What you need to do:
1) In the Mid-Ohio interview transcript, between which turns did Scott Dixon say he pretty much didn't use the brakes?
2) Copy a passage word for word from the Mid-Ohio interview transcript. Begin at the words "Q.        On the" and stop after "anything stuck there.".

===== Page excerpt

SCOTT DIXON:  Good car I think accounts for a lot of it.  The technique I use to save fuel is actually really good for Mid-Ohio.  Especially from turn four all the way through to turn nine, you’re just getting on the throttle.  I didn’t use the brakes pretty much from four all the way through to nine.  You’re just trying to coast.  Actually even through 11, the same.  You just touch the brakes in 12 to slow the car down enough to get it turned.  It’s mostly technique.  You need a good car to pull off the big fuel mileage numbers you’re trying to get.  Luckily enough, we knew we had a good car, but that was definitely the case for getting the big numbers we had to achieve.
 
Q.        On the start with the incident with Tony Kanaan, was your car involved in that?
SCOTT DIXON:  I was a little worried because we picked up quite a big vibration after that accident there.  I think it was maybe just hitting the brakes, then going straight into a caution period.  Sometimes with these brakes, they get a big vibration if they heat up, then cool off quickly.  I ran over some big pieces of debris, thought it was stuck in the underwing.  Came in and stopped, and the team checked just to make sure we didn’t have anything stuck there. 
 
Q.        When the fuel lamp came on, personally what came through your mind?  Were you under panic?  Is there any program in the engine which you can maybe activate to save fuel at any given track?
SCOTT DIXON:  Yeah, you know, you always have your yellow mixture which you run under caution which turns part of the engine off.  It’s aggressive fuel saving.  You can run at speed, but it’s very slow.  So we did go to that point.  The first thing that came into my mind when the light came on was thank God I continued to save fuel.  As I said before, there was something in the back of my head with 10 to go, when the team is like, You’re good on fuel, you don’t have to save, that I just continued to save.  I think at that point, then with the radio chatter, the tone of voices that were coming over, you knew it was an extreme situation, which is not great to deal with at that point.  But going through the race and having gone to the collector and into the fuel light so much, you kind of have a gist of if you’re going to be okay.  The stop before that the light had come on slightly earlier and we had made it at full fuel for a full lap, so I knew we had a little bit of a margin.

==========
===== Material supplied

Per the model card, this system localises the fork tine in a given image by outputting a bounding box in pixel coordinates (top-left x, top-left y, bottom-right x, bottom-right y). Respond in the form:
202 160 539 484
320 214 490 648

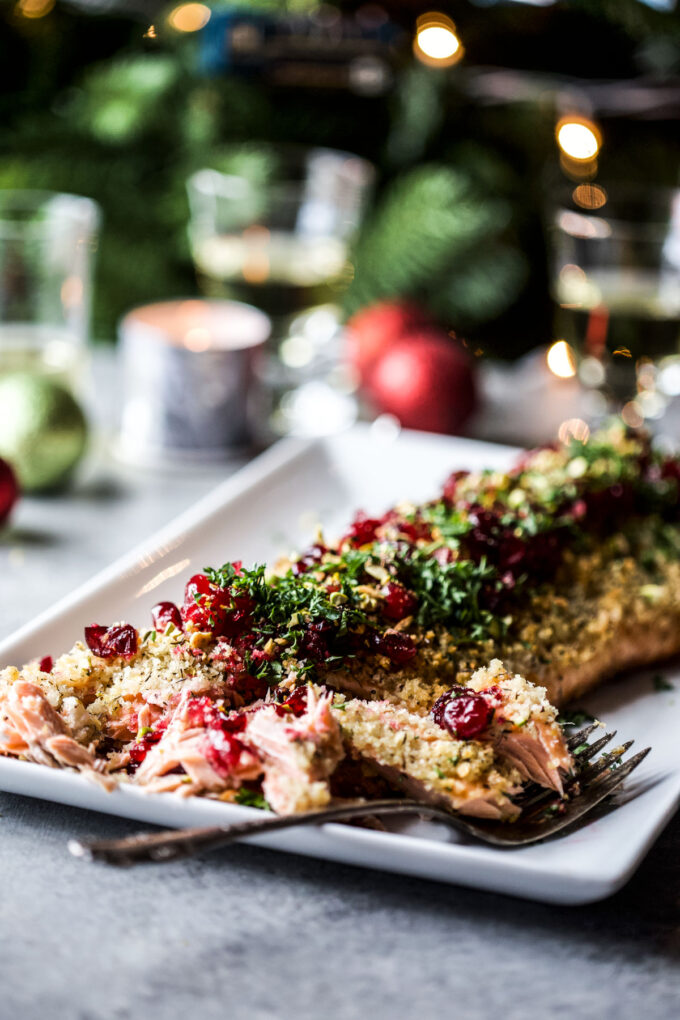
567 722 599 753
474 748 651 849
578 729 616 764
593 748 651 794
580 741 635 783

==========

Answers for this exercise:
1) From turn four through turn nine.

2)
Q.        On the start with the incident with Tony Kanaan, was your car involved in that?
SCOTT DIXON:  I was a little worried because we picked up quite a big vibration after that accident there.  I think it was maybe just hitting the brakes, then going straight into a caution period.  Sometimes with these brakes, they get a big vibration if they heat up, then cool off quickly.  I ran over some big pieces of debris, thought it was stuck in the underwing.  Came in and stopped, and the team checked just to make sure we didn’t have anything stuck there.